▸ **Problem to solve**:
Find each line in the listing below that contains the string "shrub", and copy those lines out in full.

▸ **Dataset content**:
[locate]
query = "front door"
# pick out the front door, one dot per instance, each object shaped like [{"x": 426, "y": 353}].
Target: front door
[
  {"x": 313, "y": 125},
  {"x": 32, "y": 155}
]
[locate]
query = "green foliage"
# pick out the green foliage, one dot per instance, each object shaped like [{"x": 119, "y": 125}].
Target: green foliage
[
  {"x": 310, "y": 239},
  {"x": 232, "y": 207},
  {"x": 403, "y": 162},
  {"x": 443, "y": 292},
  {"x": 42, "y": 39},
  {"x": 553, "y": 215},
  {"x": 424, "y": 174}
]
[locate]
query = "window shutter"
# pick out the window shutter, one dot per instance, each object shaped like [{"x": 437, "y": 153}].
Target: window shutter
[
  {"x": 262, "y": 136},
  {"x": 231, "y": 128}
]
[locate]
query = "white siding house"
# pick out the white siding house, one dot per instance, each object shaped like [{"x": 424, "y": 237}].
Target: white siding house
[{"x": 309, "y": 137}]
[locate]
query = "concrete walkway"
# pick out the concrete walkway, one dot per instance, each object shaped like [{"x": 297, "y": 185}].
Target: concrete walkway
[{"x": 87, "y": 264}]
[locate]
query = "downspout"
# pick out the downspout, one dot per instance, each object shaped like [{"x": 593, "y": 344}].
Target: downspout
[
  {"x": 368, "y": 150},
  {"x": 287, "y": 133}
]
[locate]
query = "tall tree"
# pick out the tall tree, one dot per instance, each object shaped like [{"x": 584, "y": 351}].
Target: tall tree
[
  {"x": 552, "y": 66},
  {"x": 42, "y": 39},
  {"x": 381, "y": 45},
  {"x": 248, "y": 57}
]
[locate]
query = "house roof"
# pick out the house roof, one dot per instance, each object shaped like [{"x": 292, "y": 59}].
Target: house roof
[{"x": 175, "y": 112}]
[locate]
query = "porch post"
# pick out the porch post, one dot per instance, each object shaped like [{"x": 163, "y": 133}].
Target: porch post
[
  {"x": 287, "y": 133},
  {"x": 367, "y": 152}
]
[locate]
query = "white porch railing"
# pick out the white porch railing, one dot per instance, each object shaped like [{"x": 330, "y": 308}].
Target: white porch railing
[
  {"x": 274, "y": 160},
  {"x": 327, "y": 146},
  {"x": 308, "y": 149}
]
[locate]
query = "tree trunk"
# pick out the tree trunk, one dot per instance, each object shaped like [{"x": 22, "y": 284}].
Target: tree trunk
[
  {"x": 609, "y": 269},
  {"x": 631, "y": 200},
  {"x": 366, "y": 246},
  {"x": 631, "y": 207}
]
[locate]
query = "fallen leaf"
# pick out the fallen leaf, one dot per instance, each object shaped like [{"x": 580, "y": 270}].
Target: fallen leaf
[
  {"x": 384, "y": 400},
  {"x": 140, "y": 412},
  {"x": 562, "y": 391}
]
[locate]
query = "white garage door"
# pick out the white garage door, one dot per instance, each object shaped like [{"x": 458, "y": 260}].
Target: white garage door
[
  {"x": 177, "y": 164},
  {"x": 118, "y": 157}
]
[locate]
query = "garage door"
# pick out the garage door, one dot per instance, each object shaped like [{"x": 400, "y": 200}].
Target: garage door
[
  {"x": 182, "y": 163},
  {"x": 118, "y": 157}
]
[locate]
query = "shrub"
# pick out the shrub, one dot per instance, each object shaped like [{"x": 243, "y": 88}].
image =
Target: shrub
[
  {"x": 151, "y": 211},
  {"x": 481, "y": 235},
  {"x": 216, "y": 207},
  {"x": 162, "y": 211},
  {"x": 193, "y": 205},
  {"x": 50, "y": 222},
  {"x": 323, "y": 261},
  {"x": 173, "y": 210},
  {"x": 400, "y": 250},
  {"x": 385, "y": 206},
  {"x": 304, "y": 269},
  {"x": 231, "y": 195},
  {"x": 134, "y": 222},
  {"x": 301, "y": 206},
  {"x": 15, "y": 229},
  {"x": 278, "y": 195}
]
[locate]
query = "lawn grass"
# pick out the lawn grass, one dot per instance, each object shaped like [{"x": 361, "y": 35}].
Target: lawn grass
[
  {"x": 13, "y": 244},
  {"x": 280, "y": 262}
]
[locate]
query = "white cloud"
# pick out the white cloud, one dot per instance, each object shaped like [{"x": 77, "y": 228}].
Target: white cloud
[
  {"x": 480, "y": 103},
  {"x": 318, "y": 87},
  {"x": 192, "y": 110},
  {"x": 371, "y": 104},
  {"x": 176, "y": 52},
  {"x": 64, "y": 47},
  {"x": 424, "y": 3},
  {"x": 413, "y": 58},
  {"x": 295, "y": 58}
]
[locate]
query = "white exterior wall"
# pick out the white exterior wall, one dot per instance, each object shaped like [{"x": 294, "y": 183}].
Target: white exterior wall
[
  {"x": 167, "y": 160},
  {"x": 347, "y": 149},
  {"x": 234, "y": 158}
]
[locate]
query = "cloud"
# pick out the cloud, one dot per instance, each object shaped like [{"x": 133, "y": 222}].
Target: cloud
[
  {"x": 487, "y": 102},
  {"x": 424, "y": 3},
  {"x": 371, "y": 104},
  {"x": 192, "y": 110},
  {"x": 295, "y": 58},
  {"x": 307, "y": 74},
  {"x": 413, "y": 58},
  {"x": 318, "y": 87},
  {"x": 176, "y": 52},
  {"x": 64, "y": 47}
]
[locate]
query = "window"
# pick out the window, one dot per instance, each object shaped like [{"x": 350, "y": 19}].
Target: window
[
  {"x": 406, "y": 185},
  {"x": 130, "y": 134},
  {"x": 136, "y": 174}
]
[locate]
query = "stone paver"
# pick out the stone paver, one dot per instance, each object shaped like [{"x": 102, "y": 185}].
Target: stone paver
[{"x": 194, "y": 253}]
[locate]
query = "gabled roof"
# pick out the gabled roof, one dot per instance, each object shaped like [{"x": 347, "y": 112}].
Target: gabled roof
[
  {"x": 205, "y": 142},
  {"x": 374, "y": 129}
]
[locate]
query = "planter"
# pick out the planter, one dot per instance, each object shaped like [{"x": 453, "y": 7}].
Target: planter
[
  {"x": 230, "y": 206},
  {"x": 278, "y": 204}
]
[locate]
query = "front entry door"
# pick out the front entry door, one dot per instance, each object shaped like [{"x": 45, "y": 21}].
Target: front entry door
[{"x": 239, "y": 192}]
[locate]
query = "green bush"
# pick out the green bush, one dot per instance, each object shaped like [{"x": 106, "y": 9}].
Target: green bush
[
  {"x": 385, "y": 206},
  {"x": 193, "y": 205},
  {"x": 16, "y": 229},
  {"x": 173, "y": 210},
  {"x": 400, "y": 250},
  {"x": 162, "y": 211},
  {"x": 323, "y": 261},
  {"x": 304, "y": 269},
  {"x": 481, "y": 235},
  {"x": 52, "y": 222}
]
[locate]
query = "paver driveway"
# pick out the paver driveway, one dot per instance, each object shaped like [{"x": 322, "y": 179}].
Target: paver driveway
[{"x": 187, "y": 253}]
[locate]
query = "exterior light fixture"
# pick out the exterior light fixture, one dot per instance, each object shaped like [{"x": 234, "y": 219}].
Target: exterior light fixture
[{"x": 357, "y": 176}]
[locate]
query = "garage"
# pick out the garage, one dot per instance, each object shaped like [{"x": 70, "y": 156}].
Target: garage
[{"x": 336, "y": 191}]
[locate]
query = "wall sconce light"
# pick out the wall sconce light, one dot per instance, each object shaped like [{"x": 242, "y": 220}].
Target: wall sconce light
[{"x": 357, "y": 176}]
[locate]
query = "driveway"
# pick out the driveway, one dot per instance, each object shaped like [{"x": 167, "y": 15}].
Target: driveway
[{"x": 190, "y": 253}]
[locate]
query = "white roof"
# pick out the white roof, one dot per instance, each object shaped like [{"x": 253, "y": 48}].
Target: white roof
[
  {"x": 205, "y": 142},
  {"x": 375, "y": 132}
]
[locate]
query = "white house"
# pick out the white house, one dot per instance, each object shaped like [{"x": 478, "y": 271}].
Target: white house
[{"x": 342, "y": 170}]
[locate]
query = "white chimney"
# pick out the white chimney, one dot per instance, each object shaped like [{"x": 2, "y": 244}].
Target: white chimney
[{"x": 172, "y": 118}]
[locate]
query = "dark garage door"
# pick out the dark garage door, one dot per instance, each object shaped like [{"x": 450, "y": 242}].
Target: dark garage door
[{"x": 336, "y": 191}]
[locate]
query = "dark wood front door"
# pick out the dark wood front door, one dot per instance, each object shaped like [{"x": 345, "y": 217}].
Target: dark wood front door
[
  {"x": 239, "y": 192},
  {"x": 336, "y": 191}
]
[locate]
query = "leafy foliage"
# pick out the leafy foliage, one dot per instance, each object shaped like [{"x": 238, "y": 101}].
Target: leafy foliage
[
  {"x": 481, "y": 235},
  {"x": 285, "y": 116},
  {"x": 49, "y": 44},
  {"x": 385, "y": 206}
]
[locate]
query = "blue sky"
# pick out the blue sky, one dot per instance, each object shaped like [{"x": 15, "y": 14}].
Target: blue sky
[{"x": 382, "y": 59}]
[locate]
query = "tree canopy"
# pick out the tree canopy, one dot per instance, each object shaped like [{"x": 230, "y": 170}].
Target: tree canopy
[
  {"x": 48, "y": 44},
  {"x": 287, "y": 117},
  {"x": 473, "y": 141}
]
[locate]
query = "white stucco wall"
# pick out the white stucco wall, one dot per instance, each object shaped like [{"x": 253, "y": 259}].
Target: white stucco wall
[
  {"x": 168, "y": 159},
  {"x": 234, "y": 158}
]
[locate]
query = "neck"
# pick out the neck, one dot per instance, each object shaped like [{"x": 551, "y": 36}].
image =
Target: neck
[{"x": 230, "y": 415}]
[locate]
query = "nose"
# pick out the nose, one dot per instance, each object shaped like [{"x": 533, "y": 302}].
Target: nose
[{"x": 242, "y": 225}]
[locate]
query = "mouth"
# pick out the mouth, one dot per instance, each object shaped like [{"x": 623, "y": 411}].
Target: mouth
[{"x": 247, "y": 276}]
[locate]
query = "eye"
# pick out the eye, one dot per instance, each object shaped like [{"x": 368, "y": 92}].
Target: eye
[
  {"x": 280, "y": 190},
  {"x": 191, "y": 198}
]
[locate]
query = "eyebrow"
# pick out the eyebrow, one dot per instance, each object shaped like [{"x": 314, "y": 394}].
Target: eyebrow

▸ **Finished exercise**:
query = "shrub"
# pick out the shrub, one dot per instance, each object shaped like [{"x": 243, "y": 88}].
Target: shrub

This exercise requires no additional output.